Task requirements:
Please continue the speech on disendowing the Church in Wales, picking up after its last sentence.

Text block:

Then there is another point. These colleges and the University receive grants from the Treasury. Some years ago those grants were found to be inadequate, and we went to the Treasury and asked for more on the ground that we had no endowments, and after a great deal of discussion we got what I may call preferential treatment. Now, if we are going to receive this £27,000, all our excuse for preferential treatment goes. I do not say that this Government will discontinue that treatment, but I do not know what any other Government may do. We may not always have a Chancellor of the Exchequer who is a Welshman, and I think it is a question which we shall have to consider very earnestly in Wales as to whether we shall really gain any benefit at all by the receipt of this sum of money. What will it come to then? If the preferential treatment goes and the Treasury take away a portion of our grant, it will simply mean relief to the taxpayers and ratepayers of this country. I submit, too, that in the many directions to which the county councils are allowed to apply this money, there is not a single thing which you cannot use rate aid for at the present moment. You are taking away funds from institutions that you affirm should never receive State aid, and you are applying them to institutions which are already in receipt of State aid and must expect more, and therefore I say you are aiding both the ratepayer and the taxpayer.

Mr. Bathurst had an Amendment on the Paper in the House of Commons that these grants, after all, should go to religious purposes. It is felt on many hands I know, and many earnest Nonconformists have said the same to me, that it is wrong that these endowments which were give for religious purposes should be taken for secular uses; and in order to meet that point Mr. Bathurst proposed an Amendment that these funds should go to the religious bodies in Wales. That was defeated. It was said they would not have it. But Mr. Henry Radcliffe says, in the Western Mail on the 21st of last month— To a Welsh layman like myself, this emphatic refusal of a generous and well-intended offer came as a great surprise. It surely is reasonable to think that the proper people—indeed, the only people—to decide that question are the Nonconformist bodies themselves at representative conferences duly convened for the purpose. How can any of these estimable gentlemen who 'form the Welsh Parliamentary Party say that the Welsh Nonconformists would be disinclined to Utilise any of the funds without first giving them the opportunity of considering and expressing their judgment in a collective way? The noble Earl said that the voluntary movement would be of great advantage to us, and that the voluntary movement was always a success. I am afraid I must challenge that statement, because we find that the voluntary movement even in the Nonconformist Church of Wales is not altogether a success at the present moment. Evidence before the Commission showed that in a poor country like Wales, and especially in rural parishes, endowments are necessary for the proper maintenance of the Christian ministry. For years every Nonconformist body in Wales has been deploring the inadequacy of the salaries paid to its ministers; and almost at the moment of the introduction of this Bill for disendowing the Church the three chief Nonconformist Denominations in Wales—the Calvinistic Methodists, the Congregationalists, and the Baptists—were themselves advertising the failure of the voluntary system by making special official efforts to raise endowments for the maintenance of their ministry, a purpose which is the main one for which the Church endowments exist.

Material shown:
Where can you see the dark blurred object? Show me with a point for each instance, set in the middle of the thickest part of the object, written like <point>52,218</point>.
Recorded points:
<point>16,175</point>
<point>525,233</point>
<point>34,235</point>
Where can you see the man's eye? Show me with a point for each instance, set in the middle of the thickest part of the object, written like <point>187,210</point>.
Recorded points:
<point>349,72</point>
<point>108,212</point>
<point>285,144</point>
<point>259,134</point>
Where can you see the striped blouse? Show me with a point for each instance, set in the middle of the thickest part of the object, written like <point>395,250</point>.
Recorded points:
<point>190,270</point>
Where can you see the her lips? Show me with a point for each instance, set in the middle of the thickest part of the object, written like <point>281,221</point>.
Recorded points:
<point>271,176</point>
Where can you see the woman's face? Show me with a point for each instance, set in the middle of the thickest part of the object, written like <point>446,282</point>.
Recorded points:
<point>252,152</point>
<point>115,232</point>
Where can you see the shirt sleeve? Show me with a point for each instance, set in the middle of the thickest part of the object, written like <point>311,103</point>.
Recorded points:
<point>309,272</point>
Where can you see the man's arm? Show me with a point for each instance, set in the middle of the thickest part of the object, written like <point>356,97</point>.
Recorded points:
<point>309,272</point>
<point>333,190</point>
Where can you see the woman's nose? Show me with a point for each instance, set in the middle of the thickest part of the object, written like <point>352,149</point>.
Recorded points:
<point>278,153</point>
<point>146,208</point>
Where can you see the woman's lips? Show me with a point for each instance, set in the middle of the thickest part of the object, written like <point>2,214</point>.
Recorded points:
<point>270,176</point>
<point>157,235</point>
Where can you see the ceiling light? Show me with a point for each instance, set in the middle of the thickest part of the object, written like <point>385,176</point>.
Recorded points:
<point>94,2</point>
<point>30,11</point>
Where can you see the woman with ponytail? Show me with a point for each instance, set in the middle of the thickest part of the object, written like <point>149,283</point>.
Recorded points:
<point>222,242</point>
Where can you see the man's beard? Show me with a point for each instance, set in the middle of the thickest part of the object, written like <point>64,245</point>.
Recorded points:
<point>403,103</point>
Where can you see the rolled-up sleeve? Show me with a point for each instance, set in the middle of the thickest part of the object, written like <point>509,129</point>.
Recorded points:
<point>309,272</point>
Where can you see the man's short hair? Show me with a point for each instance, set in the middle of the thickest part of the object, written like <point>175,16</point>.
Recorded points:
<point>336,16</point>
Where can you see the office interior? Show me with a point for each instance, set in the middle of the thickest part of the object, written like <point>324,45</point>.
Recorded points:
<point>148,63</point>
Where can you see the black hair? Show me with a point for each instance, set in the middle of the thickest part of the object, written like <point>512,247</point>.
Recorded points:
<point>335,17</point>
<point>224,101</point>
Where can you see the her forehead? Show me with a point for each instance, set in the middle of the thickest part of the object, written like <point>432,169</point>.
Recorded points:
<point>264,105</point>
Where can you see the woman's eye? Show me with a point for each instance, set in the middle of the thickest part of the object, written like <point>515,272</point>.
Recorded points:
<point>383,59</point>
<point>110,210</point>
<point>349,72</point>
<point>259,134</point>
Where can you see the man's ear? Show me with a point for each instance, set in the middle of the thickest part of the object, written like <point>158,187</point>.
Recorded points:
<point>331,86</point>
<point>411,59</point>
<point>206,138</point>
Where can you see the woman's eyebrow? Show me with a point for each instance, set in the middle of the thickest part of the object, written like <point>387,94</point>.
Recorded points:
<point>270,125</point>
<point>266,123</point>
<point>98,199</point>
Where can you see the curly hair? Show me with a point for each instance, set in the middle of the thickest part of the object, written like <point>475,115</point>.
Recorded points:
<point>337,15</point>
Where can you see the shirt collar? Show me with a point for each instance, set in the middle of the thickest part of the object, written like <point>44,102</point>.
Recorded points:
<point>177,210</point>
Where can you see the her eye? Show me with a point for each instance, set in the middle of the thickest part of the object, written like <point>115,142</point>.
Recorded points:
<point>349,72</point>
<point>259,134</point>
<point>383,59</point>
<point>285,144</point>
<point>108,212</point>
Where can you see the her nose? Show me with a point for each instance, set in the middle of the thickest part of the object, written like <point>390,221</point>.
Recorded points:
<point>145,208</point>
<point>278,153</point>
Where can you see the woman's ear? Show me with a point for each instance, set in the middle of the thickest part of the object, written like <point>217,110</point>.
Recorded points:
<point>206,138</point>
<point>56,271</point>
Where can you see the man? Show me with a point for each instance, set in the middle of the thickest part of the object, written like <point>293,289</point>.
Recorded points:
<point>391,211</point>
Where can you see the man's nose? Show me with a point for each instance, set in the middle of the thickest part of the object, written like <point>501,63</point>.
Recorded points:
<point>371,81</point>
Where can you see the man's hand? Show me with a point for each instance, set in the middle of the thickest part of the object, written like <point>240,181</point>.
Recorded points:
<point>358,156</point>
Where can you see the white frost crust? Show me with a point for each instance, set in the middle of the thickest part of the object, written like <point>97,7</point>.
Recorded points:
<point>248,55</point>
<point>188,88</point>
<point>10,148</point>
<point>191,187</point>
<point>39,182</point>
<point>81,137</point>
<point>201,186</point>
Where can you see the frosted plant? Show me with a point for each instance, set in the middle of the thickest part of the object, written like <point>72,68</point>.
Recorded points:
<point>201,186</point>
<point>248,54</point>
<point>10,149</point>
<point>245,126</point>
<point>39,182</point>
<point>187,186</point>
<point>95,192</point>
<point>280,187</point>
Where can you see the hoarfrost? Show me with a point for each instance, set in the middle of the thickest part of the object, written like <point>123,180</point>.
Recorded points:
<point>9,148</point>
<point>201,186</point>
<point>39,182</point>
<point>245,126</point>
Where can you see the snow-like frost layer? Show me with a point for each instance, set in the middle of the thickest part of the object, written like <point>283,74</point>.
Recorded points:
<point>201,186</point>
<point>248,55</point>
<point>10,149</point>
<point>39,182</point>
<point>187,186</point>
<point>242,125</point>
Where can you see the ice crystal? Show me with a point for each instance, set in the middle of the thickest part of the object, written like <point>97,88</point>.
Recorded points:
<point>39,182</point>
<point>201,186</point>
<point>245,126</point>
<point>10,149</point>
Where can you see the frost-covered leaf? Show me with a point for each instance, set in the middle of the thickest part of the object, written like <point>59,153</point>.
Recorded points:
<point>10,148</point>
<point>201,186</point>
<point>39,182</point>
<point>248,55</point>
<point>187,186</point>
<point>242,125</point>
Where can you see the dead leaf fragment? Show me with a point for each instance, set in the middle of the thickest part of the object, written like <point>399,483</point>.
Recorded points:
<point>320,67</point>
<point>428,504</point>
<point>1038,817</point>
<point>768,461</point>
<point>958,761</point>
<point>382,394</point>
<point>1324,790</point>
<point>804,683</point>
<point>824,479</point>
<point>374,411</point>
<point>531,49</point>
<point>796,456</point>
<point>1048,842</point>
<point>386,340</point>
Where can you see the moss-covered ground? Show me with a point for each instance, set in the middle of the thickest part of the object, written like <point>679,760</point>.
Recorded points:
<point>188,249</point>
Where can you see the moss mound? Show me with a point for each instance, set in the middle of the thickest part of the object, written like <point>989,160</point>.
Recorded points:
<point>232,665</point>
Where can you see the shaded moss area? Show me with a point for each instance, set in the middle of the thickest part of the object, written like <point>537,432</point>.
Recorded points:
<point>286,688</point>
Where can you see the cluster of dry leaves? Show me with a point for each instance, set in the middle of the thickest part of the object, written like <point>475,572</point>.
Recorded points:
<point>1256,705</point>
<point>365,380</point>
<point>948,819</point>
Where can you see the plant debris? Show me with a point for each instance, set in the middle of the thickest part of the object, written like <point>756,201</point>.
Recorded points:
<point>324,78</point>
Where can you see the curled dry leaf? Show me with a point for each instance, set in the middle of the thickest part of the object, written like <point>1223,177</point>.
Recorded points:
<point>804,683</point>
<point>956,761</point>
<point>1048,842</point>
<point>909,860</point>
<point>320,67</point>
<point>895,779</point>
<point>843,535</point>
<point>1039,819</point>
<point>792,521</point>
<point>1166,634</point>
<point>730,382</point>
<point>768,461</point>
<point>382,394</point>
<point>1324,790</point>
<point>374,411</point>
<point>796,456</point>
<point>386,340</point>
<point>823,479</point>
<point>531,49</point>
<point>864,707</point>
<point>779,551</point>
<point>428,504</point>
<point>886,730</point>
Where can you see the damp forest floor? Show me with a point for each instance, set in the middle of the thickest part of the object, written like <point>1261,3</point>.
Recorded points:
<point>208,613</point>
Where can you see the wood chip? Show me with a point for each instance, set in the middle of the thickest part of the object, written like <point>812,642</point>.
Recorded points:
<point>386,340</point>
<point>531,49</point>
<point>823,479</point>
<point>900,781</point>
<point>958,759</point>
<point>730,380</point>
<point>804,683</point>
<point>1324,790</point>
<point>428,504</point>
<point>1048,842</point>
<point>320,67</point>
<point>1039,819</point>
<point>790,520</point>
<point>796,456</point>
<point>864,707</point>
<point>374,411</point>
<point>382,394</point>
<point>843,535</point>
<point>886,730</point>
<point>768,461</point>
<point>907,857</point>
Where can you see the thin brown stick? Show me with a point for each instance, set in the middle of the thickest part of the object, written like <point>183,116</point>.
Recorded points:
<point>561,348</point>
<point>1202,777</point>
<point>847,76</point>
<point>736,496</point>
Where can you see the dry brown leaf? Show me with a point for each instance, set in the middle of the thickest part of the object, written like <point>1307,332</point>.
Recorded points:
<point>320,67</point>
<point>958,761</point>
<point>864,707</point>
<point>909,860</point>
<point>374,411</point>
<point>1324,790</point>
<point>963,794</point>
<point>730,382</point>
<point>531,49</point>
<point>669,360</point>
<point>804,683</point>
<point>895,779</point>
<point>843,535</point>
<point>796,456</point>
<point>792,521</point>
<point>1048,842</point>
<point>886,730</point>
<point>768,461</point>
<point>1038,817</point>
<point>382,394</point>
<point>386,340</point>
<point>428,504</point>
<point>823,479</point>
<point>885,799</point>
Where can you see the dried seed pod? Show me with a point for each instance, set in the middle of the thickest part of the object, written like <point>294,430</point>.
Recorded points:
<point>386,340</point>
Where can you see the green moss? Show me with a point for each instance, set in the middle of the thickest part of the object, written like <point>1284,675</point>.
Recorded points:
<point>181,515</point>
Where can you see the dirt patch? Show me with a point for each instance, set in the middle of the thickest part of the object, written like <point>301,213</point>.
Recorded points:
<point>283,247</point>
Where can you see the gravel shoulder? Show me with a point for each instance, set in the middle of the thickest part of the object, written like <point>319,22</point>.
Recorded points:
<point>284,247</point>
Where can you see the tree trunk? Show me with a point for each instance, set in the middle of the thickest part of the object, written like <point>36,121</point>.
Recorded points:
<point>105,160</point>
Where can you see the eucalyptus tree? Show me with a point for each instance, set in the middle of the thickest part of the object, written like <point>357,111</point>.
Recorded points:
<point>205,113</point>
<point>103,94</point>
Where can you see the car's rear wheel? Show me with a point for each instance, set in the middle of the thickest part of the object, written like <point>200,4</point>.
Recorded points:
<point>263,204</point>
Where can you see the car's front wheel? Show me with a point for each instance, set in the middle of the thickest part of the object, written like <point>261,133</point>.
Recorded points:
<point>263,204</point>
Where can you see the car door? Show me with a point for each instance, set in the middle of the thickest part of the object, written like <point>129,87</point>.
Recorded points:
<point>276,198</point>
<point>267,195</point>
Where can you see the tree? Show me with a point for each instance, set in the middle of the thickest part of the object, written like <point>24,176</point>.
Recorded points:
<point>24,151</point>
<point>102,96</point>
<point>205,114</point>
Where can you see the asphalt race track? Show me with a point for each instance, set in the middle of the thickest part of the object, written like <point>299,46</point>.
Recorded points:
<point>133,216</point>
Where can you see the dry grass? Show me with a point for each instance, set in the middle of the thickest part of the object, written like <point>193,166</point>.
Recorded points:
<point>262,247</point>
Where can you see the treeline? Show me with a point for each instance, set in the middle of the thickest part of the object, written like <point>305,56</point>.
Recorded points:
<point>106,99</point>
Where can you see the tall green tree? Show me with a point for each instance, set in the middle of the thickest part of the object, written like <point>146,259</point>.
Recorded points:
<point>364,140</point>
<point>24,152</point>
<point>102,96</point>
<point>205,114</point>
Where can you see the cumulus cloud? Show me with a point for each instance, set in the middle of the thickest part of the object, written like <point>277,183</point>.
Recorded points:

Response:
At the Spring meeting, in 1911, of the Welsh Congregational Churches at Aberaman, reported in the Christian World, Mr. Thomas, of Liverpool, read several letters from ministers who had been labouring in their pastorates for 30, 35, and 40 years upon 15s. a week, others on 13s. and even 10s. a week. These cases, of course, represent voluntaryism at its lowest capacity, and record its worst achievements, which amount to a failure. At Portmadoc, at a meeting of the South Carnarvonshire Welsh Congregational Union, Mr. Thomas, advocating the raising of £50,000 in order to ensure a minimum salary of £80 per annum, said there was now a good number of pastors in Wales whose wage was under 20s. a week. The Manchester Guardian, which is not a Conservative paper, commenting on that said— It is difficult to ignore a certain political application which these discussions suggest, and those who are at present engaged in a defence of religious endowments in Wales are pretty sure to see how the proposals serve their case. I suggest, if it is necessary to make these attempts to raise endowments, that it shows that the voluntary system is failing.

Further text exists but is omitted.